***** Document excerpt
In the backend workflow, when I do with recursive, after the recursiveness is done, I make changes to ‘processor’ and flip from no to yes…then on the page the custom workflow will trigger and do what I want it to, which is usually change a view or navigate to an external site.

Maybe the concept could be applied to your issue.

aiancu · December 3, 2022, 5:58pm

Interesting, I’ve used a similar concept with flipping a “done” field that sounds like what you’re doing, I didn’t think of using that to check for failed workflows. I am using backend workflows currently, and moreso they’re split into 8 different ones to try and break up the process and avoid time outs.

Bubble doesn’t seem to provide an option to capture timeouts or app too busy errors, but I guess I could have a wf check if a particular report is not set to completed within 60 minutes to retry, or set that field to error instead so it can be dealt with by the user after the fact

aiancu · December 4, 2022, 11:17pm

I came across a potential bug while testing all this out and calling a PDF API through backend workflow - made a new post in the relevant topic here.

sem · December 15, 2022, 11:04pm

Any progress on your challenge?

From my own tests I noticed that Bubble is very, very slow when you have to deal with lots of data and computations and filtering with that data.

Using an external db means that 1-2 seconds time will be added to process the call in my case. Plus you can only do like 200 items at once.

So any experiences you encounter while solving this is most welcome!
**********
***** Provided material
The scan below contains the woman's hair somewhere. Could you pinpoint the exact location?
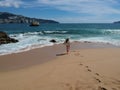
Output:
[65,38,69,43]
**********
Exercise details — Extend the forum thread on Bubble backend workflows and timeouts, beginning after its final sentence.

Output for this exercise —
aiancu · December 16, 2022, 3:24am

Yea! What surprised me a bit was that I’m not even dealing with that many records. 4-500? It’s a good bit, but a far cry from the thousands or even millions of “things” some Bubble users seem to deal with.

The biggest thing slowing it down seems to be the advanced filters, which makes sense (having to download all records, 2-3k in this case) then filtering down. With my data structure (a lot of many to many relationships) I don’t think I had much choice.

I did run into a bug here that I struggled with for a while, which was related to deleting parameters from the back-end workflow (BEWF) without clearing them first (see my previous post).
With that fixed though (by recreating all the relevant workflows from scratch), I managed to reduce any single workflow to being far below the limit where it would time out, and it’s especially very snappy on the front-end.

Most importantly though, if I have to pass data to workflows, I only use unique IDs and then search for that Unique ID as granularly as possible This is what has made it the fastest on the front-end. If I try to use the entire “Part” rather than just a unique ID, the delay was going from a fraction of a second to 15-20. Dangerously close to a time-out. I also noticed that having a repeating group (set to 1px by 1px) was seemingly the fastest way to pull up all the records I need and reuse them.

That being said, the recursive nature of the workflows means the report generation is far from instantaneous, but we can deal with that by showing the user a % completion, or sending by email, etc.
To give you an idea, generating a full report, with 504 parts and 547 part movements, the total time to generate the report (504 workflows) was roughly 7 minutes:

Not fast, but within reason I think given the data structure.
I’m sure that if I could have a “flatter” data structure, this could be improved significantly!

Ready for a long read? Here’s my workflows:

Detailed Workflows

First, the user sets up his report with a report builder:

Note that most of these filters are a list of things, so we’ll be forced to use some Advanced filters since we have some many to many relationships (a part may be applicable to multiple models, and models can be applicable to multiple parts)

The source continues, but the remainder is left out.